Jaymi McCann from i reported how EastEnders was praised by fans for tackling the "difficult" FGM storyline on social media, adding how the soap had never "shied away" from portraying difficult but important subjects. McCan also called the storyline "hard hitting" and sensitive. Sarah Ellis from Inside Soap called the storyline "important and eye-opening" and wrote that viewers were "left horrified" when Mila admitted that she had been a victim of FGM. Angie Quinn from MyLondon reported how fans were "horrified" and shocked by Mila's "horrifying revelation" but also were praising the soap for tackling the storyline. Quinn also called the storyline "dark". Megan Davies from Digital Spy believed that Mila was brave when she spoke to her mother about her beliefs about FGM. Her colleague, Justin Harp, called the scenes where Kioni opens up about her FGM abuse and tries to protect Kioni "heartbreaking". Harp later called Mila and Kioni's exit "low-key" and noted that whilst Mila, Kioni and Iqra had featured "prominently" during the FGM storyline, they had "faded into the background" in the months before their exits due to other characters taking more focus. Harp's colleague Sophie Dainty called the news of Mila and Kioni's departure "somewhat unsurprising" and noted that it was "Hot on the heels" of Iqra's exit. Dainty also called the FGM storyline "powerful".

_DATA UNDER STUDY_.
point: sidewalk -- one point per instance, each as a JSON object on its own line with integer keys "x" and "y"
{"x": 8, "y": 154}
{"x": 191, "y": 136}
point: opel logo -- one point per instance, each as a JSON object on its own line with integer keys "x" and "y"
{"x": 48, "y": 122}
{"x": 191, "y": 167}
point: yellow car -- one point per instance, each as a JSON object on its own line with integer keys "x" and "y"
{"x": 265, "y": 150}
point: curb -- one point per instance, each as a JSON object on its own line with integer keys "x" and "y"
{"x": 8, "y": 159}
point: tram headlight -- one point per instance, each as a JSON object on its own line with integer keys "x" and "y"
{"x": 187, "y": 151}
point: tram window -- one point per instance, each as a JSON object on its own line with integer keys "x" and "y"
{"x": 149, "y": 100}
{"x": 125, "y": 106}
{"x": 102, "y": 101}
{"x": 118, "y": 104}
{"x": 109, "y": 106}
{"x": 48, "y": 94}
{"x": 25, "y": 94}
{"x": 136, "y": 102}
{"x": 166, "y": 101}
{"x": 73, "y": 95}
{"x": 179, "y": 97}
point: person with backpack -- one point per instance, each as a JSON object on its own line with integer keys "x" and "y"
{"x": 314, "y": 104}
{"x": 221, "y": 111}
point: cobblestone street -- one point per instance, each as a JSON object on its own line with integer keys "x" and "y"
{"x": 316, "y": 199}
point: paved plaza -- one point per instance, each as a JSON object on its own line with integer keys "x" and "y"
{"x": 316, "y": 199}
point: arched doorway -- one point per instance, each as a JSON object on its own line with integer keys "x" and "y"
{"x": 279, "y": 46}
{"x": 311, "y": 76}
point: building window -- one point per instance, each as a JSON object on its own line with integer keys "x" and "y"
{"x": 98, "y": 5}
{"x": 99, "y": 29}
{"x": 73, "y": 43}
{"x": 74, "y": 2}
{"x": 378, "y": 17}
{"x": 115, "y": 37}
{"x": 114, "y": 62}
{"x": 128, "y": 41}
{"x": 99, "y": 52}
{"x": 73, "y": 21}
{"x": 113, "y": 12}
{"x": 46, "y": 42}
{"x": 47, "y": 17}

_ACTIONS TO TAKE_.
**A.** List every publication named in the excerpt on the EastEnders FGM storyline.
**B.** According to the excerpt on the EastEnders FGM storyline, how did Justin Harp describe Mila and Kioni's exit?
**C.** Extend the excerpt on the EastEnders FGM storyline, beginning after its final sentence.

_ANSWERS BY ITEM_.
**A.** i, Inside Soap, MyLondon, Digital Spy

**B.** He called it "low-key."

**C.**
Sara-Aisha Kent from the Daily Mirror wrote that Mila "had her fair share of dramatic storylines" despite only being in the soap opera for little over a year. James Rodger from the Birmingham Mail called Mila a "fan favourite". Grace Morris from What to Watch reported how fans were "furious" and "less than impressed" by Kioni and Mila's "rushed", disappointing and "very underwhelming" exit, which she compared to Iqra's departure. Norris wrote how some fans were confused as to whether the pair had left due to their "rather disappointing" departure scenes, and noted how unhappy fans had fans expressed on social media that the sisters had an "unimpressive" and could have been developed more. However, Morris also wrote that Mila winning custody of Kioni was "happy news".